BRIEF – Copy the entries below word for word, minus the pictures.

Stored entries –
[Start of Attachment]

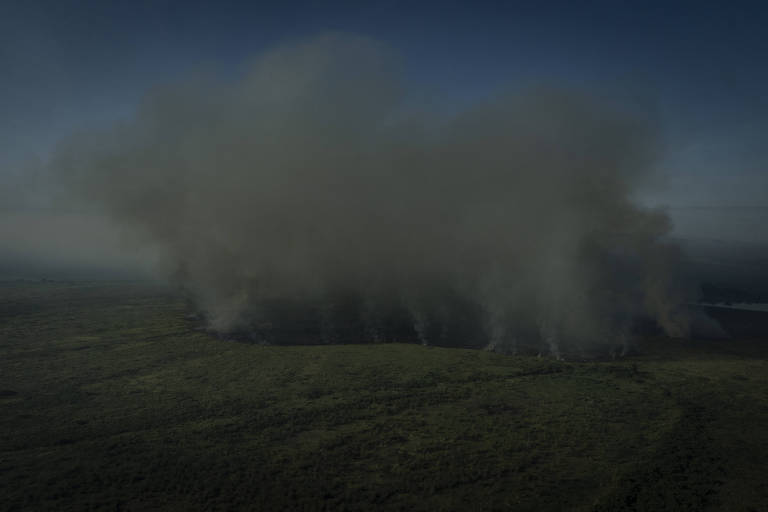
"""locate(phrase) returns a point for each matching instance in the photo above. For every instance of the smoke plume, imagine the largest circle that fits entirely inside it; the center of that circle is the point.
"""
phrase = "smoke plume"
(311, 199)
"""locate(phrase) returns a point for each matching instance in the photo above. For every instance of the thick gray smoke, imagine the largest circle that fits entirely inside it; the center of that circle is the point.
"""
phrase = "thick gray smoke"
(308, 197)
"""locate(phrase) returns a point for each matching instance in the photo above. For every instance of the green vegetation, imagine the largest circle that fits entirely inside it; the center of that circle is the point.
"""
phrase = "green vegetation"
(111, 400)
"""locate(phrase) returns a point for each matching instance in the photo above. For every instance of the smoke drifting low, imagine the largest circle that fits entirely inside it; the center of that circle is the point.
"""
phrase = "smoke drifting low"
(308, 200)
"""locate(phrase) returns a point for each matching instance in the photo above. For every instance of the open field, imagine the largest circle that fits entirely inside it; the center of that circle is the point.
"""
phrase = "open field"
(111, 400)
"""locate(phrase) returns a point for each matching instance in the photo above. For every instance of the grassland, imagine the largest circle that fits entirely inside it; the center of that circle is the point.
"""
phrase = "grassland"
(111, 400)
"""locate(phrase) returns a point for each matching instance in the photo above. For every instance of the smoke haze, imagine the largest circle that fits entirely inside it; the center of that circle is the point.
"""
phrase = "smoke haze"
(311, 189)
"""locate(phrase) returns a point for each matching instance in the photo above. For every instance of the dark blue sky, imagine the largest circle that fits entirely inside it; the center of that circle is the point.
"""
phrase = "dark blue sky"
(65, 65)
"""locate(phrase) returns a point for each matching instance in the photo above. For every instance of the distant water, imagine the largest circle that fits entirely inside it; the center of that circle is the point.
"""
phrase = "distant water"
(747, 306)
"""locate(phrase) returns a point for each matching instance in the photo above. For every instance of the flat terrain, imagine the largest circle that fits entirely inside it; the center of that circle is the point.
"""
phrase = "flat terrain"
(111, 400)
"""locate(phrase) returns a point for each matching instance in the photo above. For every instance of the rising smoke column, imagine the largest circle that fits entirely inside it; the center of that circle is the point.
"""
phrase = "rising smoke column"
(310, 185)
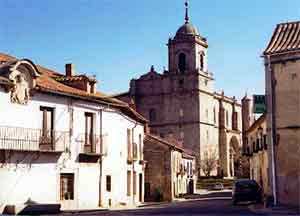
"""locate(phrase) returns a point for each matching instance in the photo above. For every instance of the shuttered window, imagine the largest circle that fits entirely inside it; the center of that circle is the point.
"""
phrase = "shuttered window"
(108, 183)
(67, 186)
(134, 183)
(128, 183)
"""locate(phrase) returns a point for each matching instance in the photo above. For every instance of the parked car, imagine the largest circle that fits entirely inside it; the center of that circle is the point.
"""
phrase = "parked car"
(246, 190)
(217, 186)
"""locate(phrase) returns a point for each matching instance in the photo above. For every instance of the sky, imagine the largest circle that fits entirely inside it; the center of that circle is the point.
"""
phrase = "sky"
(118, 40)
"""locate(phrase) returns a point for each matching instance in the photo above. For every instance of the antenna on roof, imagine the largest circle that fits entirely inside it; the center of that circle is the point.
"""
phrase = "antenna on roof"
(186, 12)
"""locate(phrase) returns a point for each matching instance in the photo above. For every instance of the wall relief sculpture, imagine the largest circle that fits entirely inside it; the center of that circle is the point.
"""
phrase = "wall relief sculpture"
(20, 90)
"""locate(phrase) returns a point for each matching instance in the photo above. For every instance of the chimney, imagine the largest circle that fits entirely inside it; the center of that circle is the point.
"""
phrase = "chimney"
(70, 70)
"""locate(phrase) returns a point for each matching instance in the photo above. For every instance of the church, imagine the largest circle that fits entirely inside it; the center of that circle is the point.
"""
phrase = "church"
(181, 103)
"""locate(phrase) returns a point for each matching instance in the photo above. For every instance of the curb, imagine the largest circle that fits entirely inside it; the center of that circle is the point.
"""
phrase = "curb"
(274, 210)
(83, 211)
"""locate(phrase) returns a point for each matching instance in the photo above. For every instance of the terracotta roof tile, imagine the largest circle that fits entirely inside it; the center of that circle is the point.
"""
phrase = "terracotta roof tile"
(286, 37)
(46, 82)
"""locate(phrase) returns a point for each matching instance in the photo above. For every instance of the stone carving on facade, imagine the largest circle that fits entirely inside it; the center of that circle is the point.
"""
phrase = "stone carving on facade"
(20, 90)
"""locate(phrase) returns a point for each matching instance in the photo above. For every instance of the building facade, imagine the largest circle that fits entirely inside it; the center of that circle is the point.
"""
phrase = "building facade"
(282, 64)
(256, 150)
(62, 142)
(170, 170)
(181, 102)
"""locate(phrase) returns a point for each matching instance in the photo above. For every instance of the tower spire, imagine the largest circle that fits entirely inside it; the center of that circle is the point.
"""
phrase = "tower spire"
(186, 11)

[End of Attachment]

SOLUTION TO THIS PROBLEM –
"""locate(phrase) returns a point for each matching instance in the photo above. For every instance of the smoke plume, imagine the largest circle that fits entirely inside it; the center of that circle is the point.
"""
phrase = "smoke plume"
(311, 199)
"""locate(phrase) returns a point for each matching instance in the photo above. For every instance of the thick gray smoke, imagine the largest circle that fits entirely inside it; the center of that circle is the point.
"""
phrase = "thick gray smoke"
(308, 197)
"""locate(phrase) returns a point for each matching instance in the photo above. For every instance of the green vegetation, imagine the largest circle that fits entirely inside it; the center of that circle is the point.
"""
phrase = "green vegetation"
(111, 400)
"""locate(phrase) returns a point for each matching instance in the photo above. For every instance of the smoke drifting low, imagine the largest circle that fits entirely inside it; the center of that circle is the point.
"""
phrase = "smoke drifting low"
(308, 200)
"""locate(phrase) returns a point for each matching instance in the photo above. For every instance of the open field, imagine the largest circle that fits entirely inside it; the center of that circle is the point.
"""
phrase = "open field"
(111, 400)
"""locate(phrase) returns a point for each matching instance in the photo above. For every instance of the grassland, imagine the largest circle that fits entirely inside it; the center of that circle is the point.
"""
phrase = "grassland"
(111, 400)
"""locate(phrase) returns a point for each matching instance in the photo above. For every instance of the smoke haze, imagine the largest circle that fits entirely inside it; the center of that circle is the point.
"""
phrase = "smoke haze"
(311, 189)
"""locate(phrase) returns a point for each matching instance in the photo above. For every instance of the dark blue sky, imagine the largest circle that fits entirely inside it; the center of that circle is the point.
"""
phrase = "dark blue sky"
(65, 65)
"""locate(phrase) returns a point for each matching instance in the photo above. For every instance of the distant water, imagine the largest circle that fits entirely inside it; the center of that circle is the point.
"""
phrase = "distant water"
(747, 306)
"""locate(phrase) returns a point for each matching instance in the photo above. For every instance of the flat terrain, imagine the largest circle that fits entirely inside it; the center of that circle is the point.
"""
phrase = "flat terrain"
(111, 400)
"""locate(phrase) returns a point for each matching instance in the photo above. For every instance of the rising smoke column, imagine the largest circle that fits entirely inside it; the center of that circle is the point.
"""
phrase = "rising smoke column"
(310, 185)
"""locate(phrase) returns a point for each matching instance in the photo above. For every instance of the shuttered window, imagine the largest circle that fits entirely inside it; the center of that circle is the point.
"""
phrase = "shuttered window"
(108, 183)
(67, 186)
(134, 183)
(128, 183)
"""locate(phrase) returns a point for each matching instance in the photo above. For every instance of the parked car, imagine the largest circle that fits entirely inside it; the center of that circle is the point.
"""
phrase = "parked car"
(246, 190)
(217, 186)
"""locate(phrase) returns a point for each matching instance in the photo above. For every instance of the sky, imagine the largest circle that fits entirely inside it; the center of that circle is the point.
"""
phrase = "sky"
(118, 40)
"""locate(phrase) returns a point for each matching instance in the photo above. For every instance of the antenna on roof, imagine the largest circle that fits entirely inside it; the center of that circle is the point.
"""
phrase = "antenna on roof"
(186, 12)
"""locate(phrase) returns a point for each matching instance in the photo above. For every instance of the wall relief sculpture, imagine the largest circle that fits entirely inside it; the center of that circle is the point.
"""
phrase = "wall relief sculpture"
(20, 90)
"""locate(phrase) returns a point for each matching instance in the photo above. For every instance of the chimney, imagine the largest circle that fits entirely inside it; the center of that circle is the point.
"""
phrase = "chimney"
(70, 70)
"""locate(phrase) returns a point for each matching instance in the photo above. For every instance of the church, imagine the largest circle that fits entirely inside it; the center of that circle is the point.
"""
phrase = "church"
(181, 103)
"""locate(phrase) returns a point for each matching instance in the photo above. For every instance of the curb, imagine the largest circle that fits entirely inside it; the center of that circle is the point.
"""
phrase = "curb"
(274, 210)
(83, 211)
"""locate(phrase) returns a point for each matching instance in the photo above. For every instance of the terracotta roof tile, imagine the largest circle that fits entirely inside it; the center of that circle is the point.
"""
phrase = "terracotta roof tile"
(286, 37)
(46, 82)
"""locate(phrase) returns a point for each matching instance in the photo above. For every instance of the stone carving on facade, imagine the largest circle that fits entirely inside it; the center of that circle is the point.
"""
phrase = "stone carving on facade"
(20, 90)
"""locate(phrase) returns a point for each matching instance in the photo above. For every instance of the building facade, imagine the largest circle that fits entirely inside it; the center of that circle is the point.
"""
phrase = "building facade"
(282, 64)
(256, 150)
(62, 142)
(170, 170)
(181, 102)
"""locate(phrase) returns a point for each matching instance in the photo above. For every instance of the tower spire, imagine the largest circle that fits entirely inside it; the center of that circle is the point.
"""
phrase = "tower spire"
(186, 11)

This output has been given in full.